_Extrait:_
================================
Concluant le 30 octobre 2013 Monsieur [B] [N] et la S.A.R.L. LA SOCIETE IMMOBILIERE répondent notamment que :

- en avril 2012 la société CARTIER a été absorbée par la société CITYA d'où sa réorganisation totale et le transfert de son siège, et un mécontentement de certains copropriétés jamais avisées de cette nouveauté ni du changement de leur gestionnaire; un certain nombre de copropriétés n'ont plus été administrées faute de convocation de l'assemblée générale par leur syndic la société CARTIER;

- 14 de ces copropriétés ont sans intervention ni incitation de Monsieur [N] choisi de changer de syndic (choisissant le Cabinet MIGLIANI pour 6) en s'adressant à Justice et parfois avant la démission de l'intéressé; ces copropriétés avait connu Monsieur [S] dans le passé et se sont naturellement tournées vers lui; ces changements résultent d'une activité concurrentielle nullement critiquable;

- la clause de non-sollicitation n'est pas une clause de non-concurrence, la société CARTIER n'ayant pas interdit à Monsieur [N] d'effectuer une activité concurrentielle; la première ne démontre pas un démarchage positif et actif du second auprès de ses anciennes copropriétés; cette société incrimine 7 copropriétés alors que selonn elle Monsieur [N] en gérait 81;

- la clause de non-sollicitation est étrangère à LA SOCIETE IMMOBILIERE qui n'y était pas partie, et par suite n'est pas tenue de la respecter;

- l'interdiction d'intervention pesant sur Monsieur [N] ne peut être assimilée à une clause de non-concurrence, et consiste à démarcher ou à solliciter la clientèle de la société CARTIER;

- la qualification de la clause excède les pouvoirs du juge des Référés;

- l'indemnité contractuellement prévue pour Monsieur [N] n'a jamais été acquittée, ce qui le libère de son obligation de non-concurrence; la même ne respecte pas le principe de proportionnalité et ne peut donc bénéficier à la société CARTIER;

- l'astreinte de 30 000 € est disproportionnée avec les honoraires annuels de gestion des copropriétés (entre 700 et 8 000 €).
================================
_Données enregistrées:_
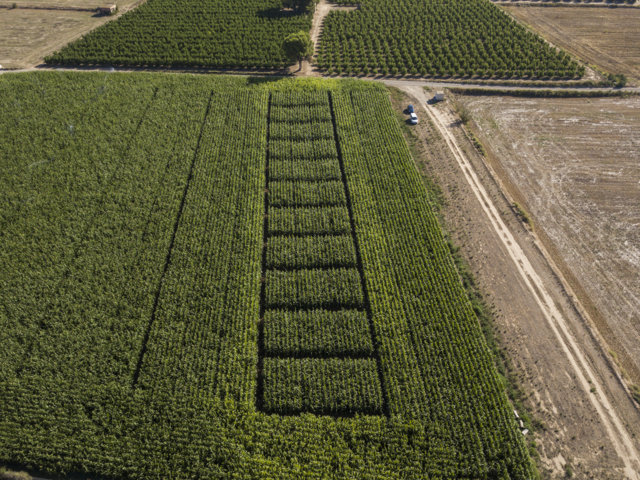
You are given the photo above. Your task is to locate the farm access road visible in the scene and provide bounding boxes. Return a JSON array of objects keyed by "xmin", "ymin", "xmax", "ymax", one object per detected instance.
[{"xmin": 385, "ymin": 80, "xmax": 640, "ymax": 479}]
================================
_Tâche demandée:_ Réécrivez le passage de l'extrait allant de « - la clause de non-sollicitation est » jusqu'à « et 8 000 €). », en remplaçant « disproportionnée » par « excessive ».

_Réponse:_
- la clause de non-sollicitation est étrangère à LA SOCIETE IMMOBILIERE qui n'y était pas partie, et par suite n'est pas tenue de la respecter;

- l'interdiction d'intervention pesant sur Monsieur [N] ne peut être assimilée à une clause de non-concurrence, et consiste à démarcher ou à solliciter la clientèle de la société CARTIER;

- la qualification de la clause excède les pouvoirs du juge des Référés;

- l'indemnité contractuellement prévue pour Monsieur [N] n'a jamais été acquittée, ce qui le libère de son obligation de non-concurrence; la même ne respecte pas le principe de proportionnalité et ne peut donc bénéficier à la société CARTIER;

- l'astreinte de 30 000 € est excessive avec les honoraires annuels de gestion des copropriétés (entre 700 et 8 000 €).